Exactly as they appear, copy the lines of the listing from the one containing "bird wing, written" through the final line, both included, and nothing else.

#### Information shown

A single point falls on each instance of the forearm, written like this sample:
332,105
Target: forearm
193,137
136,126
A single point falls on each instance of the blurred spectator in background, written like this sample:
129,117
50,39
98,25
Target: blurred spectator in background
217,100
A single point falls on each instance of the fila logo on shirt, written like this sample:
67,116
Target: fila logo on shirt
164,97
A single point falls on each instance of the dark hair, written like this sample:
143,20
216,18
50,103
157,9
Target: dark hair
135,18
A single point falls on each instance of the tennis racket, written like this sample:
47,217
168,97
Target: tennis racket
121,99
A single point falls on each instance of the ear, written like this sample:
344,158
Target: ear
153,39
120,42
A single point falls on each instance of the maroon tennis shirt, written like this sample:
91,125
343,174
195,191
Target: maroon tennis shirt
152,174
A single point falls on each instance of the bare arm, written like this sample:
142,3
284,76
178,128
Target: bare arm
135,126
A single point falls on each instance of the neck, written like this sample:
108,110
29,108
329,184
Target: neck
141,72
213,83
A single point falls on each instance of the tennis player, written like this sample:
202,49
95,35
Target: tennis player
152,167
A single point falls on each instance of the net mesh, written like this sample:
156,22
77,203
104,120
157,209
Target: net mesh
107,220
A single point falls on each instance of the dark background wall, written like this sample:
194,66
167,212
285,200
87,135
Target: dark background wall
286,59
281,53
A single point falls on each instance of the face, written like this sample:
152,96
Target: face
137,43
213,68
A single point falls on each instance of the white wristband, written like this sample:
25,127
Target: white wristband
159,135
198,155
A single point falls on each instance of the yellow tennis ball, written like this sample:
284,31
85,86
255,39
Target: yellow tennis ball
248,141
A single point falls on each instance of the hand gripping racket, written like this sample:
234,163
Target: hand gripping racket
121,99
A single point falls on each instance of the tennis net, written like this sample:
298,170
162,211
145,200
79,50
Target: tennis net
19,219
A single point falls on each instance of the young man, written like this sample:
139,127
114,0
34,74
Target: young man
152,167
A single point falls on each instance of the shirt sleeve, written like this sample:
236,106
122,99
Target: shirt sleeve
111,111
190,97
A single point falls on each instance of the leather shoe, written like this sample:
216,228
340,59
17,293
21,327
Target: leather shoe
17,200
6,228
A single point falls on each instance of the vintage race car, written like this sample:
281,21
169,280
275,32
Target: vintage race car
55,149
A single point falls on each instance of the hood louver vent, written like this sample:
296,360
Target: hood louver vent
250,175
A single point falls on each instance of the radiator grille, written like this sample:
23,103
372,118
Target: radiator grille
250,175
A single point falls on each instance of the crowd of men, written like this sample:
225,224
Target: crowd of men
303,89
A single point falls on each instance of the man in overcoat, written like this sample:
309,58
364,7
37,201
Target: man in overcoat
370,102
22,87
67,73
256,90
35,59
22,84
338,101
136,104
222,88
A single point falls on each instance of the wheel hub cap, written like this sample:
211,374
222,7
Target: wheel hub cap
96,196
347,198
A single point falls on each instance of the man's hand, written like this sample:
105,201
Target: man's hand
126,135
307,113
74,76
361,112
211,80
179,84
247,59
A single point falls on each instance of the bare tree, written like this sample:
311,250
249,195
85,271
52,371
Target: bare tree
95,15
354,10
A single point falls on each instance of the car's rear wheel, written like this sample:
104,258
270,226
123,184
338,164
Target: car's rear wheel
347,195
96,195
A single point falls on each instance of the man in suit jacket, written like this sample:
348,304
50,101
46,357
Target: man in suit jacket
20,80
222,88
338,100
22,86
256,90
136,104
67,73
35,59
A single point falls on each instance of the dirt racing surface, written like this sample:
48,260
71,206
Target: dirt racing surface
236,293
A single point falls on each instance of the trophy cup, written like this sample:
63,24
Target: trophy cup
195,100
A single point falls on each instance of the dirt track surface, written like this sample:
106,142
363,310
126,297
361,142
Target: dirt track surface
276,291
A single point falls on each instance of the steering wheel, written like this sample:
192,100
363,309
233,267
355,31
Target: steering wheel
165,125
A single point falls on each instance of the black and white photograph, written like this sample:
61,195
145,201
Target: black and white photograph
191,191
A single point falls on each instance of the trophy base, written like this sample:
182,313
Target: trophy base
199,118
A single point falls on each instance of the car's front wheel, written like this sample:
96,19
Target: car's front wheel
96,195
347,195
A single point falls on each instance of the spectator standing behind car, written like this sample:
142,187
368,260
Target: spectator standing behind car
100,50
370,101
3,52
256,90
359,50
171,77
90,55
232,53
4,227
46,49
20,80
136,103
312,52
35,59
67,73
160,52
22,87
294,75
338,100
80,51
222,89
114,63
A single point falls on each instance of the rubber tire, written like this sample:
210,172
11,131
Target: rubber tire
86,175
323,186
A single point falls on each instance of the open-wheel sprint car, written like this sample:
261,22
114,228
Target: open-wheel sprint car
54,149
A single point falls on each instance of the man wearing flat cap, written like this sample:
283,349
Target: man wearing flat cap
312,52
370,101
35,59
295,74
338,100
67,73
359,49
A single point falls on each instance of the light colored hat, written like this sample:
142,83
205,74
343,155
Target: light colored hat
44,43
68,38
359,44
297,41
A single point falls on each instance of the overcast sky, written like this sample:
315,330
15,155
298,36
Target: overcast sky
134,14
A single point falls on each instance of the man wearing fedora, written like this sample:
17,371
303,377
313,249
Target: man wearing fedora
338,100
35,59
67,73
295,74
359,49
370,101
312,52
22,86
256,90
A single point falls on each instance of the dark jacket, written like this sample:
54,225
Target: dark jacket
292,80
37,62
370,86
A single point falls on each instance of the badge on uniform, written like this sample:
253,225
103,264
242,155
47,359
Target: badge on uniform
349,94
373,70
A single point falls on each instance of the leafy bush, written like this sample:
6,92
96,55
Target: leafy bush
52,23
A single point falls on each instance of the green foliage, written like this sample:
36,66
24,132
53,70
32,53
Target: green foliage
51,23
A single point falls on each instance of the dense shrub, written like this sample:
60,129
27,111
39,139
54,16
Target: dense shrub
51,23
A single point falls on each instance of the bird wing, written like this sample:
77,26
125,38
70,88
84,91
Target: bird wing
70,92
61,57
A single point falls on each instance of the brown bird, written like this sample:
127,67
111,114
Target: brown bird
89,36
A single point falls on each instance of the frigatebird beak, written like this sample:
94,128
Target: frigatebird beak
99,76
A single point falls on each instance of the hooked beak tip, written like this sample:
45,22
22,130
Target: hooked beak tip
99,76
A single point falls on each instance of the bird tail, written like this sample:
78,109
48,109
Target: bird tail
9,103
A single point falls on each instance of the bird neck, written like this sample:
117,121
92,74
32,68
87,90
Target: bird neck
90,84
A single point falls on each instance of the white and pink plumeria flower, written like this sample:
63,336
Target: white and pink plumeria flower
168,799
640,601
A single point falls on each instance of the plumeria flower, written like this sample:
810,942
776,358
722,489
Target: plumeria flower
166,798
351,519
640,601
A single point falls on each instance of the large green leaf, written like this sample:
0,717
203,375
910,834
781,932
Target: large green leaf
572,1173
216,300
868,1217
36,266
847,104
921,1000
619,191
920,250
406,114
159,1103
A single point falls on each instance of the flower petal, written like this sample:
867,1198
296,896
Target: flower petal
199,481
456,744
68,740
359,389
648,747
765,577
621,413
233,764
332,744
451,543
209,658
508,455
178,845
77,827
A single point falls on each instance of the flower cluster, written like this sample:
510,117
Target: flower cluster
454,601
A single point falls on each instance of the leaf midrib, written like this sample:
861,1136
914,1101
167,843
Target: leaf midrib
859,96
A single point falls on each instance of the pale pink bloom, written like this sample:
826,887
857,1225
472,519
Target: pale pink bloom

########

> [Exercise response]
A single point falls on each instance of the bird wing, written like this sample:
77,26
125,38
70,88
84,91
Target: bird wing
70,92
61,57
A single point falls on each instance of the brown bird, written like this sample:
127,67
111,114
Target: brown bird
89,36
A single point falls on each instance of the frigatebird beak, written like this sample:
94,128
Target: frigatebird beak
99,76
A single point falls on each instance of the hooked beak tip, written like this sample:
45,22
22,130
Target: hooked beak tip
99,76
A single point falls on each instance of the bird tail, written like this sample:
78,109
48,109
Target: bird tail
9,103
A single point falls on each instance of the bird neck, written like this sample:
117,121
92,74
32,68
87,90
Target: bird neck
90,84
A single point falls on each instance of the white and pink plumeria flower, written like this sample:
63,336
Target: white and pink plumeria flower
168,799
640,601
A single point falls on each instance of the plumeria flower, written like this sample:
810,942
776,358
722,489
Target: plumeria flower
166,798
351,519
640,601
A single point falls on each instance of the large green leaf, written like this sample:
0,717
203,375
910,834
781,932
Target: large green leaf
572,1173
216,300
868,1217
36,266
847,104
921,1000
619,191
920,250
406,114
159,1103
A single point falls on each instance of the flower petal, written like this sample:
867,1198
296,896
Target: flower petal
199,481
456,744
68,740
359,389
648,747
765,577
621,413
233,764
332,744
451,543
209,658
508,455
178,845
77,827
A single point falls on each instance of the flower cluster, written like this sample:
510,117
Target: flower cluster
454,601
A single point falls on each instance of the leaf midrib, written like this sample:
861,1136
914,1101
167,843
Target: leaf midrib
859,96
A single point falls on each instance of the pale pink bloom, written like this sample:
826,887
857,1225
472,519
Target: pale pink bloom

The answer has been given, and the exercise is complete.